START Dataset excerpts

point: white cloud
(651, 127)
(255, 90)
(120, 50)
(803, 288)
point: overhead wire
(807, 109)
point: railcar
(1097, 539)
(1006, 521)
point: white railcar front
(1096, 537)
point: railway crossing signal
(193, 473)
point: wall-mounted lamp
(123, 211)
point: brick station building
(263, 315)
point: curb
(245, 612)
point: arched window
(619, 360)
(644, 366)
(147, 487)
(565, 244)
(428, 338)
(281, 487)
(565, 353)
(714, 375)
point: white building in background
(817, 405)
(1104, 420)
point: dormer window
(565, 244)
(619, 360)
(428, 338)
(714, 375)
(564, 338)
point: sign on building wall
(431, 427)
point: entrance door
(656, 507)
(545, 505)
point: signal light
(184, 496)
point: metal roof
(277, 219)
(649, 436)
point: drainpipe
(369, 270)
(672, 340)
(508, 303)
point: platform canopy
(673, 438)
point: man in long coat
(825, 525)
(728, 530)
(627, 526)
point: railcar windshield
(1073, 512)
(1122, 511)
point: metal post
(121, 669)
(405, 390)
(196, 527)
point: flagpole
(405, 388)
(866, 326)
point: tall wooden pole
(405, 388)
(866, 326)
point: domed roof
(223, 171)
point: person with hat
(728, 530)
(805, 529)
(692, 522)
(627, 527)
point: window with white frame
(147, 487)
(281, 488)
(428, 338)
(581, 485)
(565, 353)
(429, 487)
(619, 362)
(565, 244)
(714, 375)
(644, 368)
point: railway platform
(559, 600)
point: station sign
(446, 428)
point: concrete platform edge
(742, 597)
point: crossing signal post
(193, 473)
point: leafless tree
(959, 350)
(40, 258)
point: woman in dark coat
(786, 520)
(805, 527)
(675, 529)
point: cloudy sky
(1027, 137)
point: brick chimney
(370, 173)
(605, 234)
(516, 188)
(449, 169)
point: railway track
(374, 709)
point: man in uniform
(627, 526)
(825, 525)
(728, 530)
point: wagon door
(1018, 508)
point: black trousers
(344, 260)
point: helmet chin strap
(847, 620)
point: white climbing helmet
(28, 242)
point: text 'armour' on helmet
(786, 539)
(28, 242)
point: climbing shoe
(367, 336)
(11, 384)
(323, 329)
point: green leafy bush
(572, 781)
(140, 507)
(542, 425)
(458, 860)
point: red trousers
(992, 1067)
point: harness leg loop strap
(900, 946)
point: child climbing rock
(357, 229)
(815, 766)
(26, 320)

END Dataset excerpts

Work instructions — Reproduce every line of the data exactly as it was written.

Your response —
point: white cloud
(651, 127)
(255, 90)
(120, 50)
(803, 288)
point: overhead wire
(807, 109)
point: railcar
(1097, 539)
(1006, 521)
point: white railcar front
(1096, 537)
point: railway crossing signal
(193, 473)
point: wall-mounted lamp
(123, 211)
point: brick station building
(263, 315)
point: curb
(245, 612)
point: arched window
(619, 360)
(644, 366)
(147, 487)
(565, 244)
(428, 338)
(281, 487)
(565, 353)
(714, 375)
point: white building in background
(817, 405)
(1104, 420)
point: dormer window
(565, 244)
(619, 360)
(428, 338)
(714, 375)
(564, 338)
point: sign on building wall
(431, 427)
point: entrance door
(656, 507)
(545, 505)
point: signal light
(184, 496)
point: metal roof
(277, 219)
(649, 436)
point: drainpipe
(369, 270)
(672, 340)
(508, 303)
point: platform canopy
(673, 438)
point: man in long coat
(825, 525)
(728, 530)
(627, 526)
point: railcar windshield
(1073, 512)
(1122, 511)
point: metal post
(121, 669)
(405, 390)
(196, 527)
point: flagpole
(405, 388)
(866, 326)
point: tall wooden pole
(405, 388)
(866, 326)
point: domed roof
(223, 171)
point: person with hat
(728, 530)
(805, 529)
(692, 522)
(627, 527)
point: window with white frame
(147, 487)
(281, 488)
(428, 338)
(581, 485)
(565, 353)
(429, 487)
(619, 362)
(565, 244)
(714, 375)
(644, 368)
point: railway platform
(559, 600)
point: station sign
(446, 428)
point: concrete platform edge
(742, 597)
point: crossing signal post
(193, 473)
point: leafless tree
(959, 350)
(40, 258)
point: woman in dark coat
(786, 520)
(805, 527)
(675, 529)
point: cloudy sky
(1027, 137)
point: brick chimney
(370, 173)
(605, 234)
(516, 188)
(449, 169)
point: railway track
(374, 709)
point: man in uniform
(627, 526)
(825, 525)
(728, 530)
point: wagon door
(1018, 508)
point: black trousers
(344, 260)
point: helmet chin strap
(847, 620)
point: white climbing helmet
(28, 242)
point: text 'armour' on helmet
(786, 539)
(28, 242)
point: climbing shoe
(367, 336)
(11, 384)
(323, 329)
point: green leafy bush
(572, 781)
(140, 507)
(542, 425)
(458, 860)
point: red trousers
(992, 1067)
point: harness leg loop strap
(900, 946)
point: child climbing rock
(357, 229)
(815, 766)
(26, 320)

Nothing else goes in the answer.